Find the count of lines in the material below that include the word "camera". State nothing but that number.

## Data listing
****************

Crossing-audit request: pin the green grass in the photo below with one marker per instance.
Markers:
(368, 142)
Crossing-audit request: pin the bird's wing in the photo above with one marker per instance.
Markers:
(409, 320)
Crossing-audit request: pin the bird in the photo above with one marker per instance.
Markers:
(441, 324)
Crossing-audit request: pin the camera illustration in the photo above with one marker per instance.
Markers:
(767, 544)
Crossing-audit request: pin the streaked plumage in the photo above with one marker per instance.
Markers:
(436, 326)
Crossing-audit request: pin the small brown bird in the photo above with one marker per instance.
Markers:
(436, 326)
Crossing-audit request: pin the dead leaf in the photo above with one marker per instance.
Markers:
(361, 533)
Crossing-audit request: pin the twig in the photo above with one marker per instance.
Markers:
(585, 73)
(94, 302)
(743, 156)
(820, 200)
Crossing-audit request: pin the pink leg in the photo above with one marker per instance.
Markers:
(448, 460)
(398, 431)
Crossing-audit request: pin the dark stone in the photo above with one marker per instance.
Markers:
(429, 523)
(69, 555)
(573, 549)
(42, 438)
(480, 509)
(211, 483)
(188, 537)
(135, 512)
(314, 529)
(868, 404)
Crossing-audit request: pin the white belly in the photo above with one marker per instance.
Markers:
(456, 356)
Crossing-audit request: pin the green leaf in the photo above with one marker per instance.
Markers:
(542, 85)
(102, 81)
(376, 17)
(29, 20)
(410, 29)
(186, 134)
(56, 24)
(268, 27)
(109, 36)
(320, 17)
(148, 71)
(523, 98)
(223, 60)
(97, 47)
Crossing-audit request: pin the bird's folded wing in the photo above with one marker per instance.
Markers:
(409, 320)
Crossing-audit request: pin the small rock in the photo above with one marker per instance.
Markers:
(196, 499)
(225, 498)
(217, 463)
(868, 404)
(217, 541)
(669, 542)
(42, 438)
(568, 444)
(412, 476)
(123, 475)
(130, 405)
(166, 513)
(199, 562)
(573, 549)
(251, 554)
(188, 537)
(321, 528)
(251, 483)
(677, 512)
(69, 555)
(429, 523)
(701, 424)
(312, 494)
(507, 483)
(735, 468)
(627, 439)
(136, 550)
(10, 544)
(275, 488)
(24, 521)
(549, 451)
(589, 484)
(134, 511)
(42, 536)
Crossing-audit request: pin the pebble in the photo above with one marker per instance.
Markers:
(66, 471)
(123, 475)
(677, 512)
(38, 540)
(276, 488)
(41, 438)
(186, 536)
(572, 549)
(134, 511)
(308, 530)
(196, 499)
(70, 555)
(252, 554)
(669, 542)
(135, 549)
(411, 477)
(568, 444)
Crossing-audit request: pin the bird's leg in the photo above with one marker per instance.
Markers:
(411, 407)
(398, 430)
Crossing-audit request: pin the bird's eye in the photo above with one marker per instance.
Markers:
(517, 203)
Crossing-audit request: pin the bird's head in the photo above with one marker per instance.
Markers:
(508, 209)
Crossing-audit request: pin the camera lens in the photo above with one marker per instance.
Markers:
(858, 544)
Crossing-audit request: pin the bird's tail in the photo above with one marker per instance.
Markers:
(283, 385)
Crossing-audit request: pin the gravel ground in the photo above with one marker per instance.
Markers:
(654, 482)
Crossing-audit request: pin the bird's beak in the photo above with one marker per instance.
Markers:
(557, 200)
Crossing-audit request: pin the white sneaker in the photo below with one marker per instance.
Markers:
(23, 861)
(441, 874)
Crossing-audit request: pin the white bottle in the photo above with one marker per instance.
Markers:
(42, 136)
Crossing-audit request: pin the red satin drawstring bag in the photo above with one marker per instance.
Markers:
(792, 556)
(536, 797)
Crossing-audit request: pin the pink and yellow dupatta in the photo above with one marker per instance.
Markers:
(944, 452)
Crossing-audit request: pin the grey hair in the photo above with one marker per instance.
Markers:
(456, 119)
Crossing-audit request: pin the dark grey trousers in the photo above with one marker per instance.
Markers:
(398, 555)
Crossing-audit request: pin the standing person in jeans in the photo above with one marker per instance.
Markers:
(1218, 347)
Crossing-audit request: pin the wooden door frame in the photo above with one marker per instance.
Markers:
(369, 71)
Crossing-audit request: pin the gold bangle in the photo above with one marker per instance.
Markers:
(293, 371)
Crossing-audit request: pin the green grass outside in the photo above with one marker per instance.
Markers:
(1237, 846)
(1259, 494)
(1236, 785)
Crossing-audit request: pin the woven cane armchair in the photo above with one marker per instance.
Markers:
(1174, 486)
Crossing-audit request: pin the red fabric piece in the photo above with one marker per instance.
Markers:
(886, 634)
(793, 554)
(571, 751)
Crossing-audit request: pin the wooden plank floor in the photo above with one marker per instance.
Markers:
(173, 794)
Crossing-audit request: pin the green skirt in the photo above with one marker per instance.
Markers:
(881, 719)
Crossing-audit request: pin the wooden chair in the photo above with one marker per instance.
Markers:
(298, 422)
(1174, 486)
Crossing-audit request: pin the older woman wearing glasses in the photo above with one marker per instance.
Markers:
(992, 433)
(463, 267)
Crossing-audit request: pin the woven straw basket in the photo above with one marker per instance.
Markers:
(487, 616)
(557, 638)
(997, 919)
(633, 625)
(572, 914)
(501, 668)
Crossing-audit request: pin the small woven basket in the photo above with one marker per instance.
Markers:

****************

## Solution to the problem
2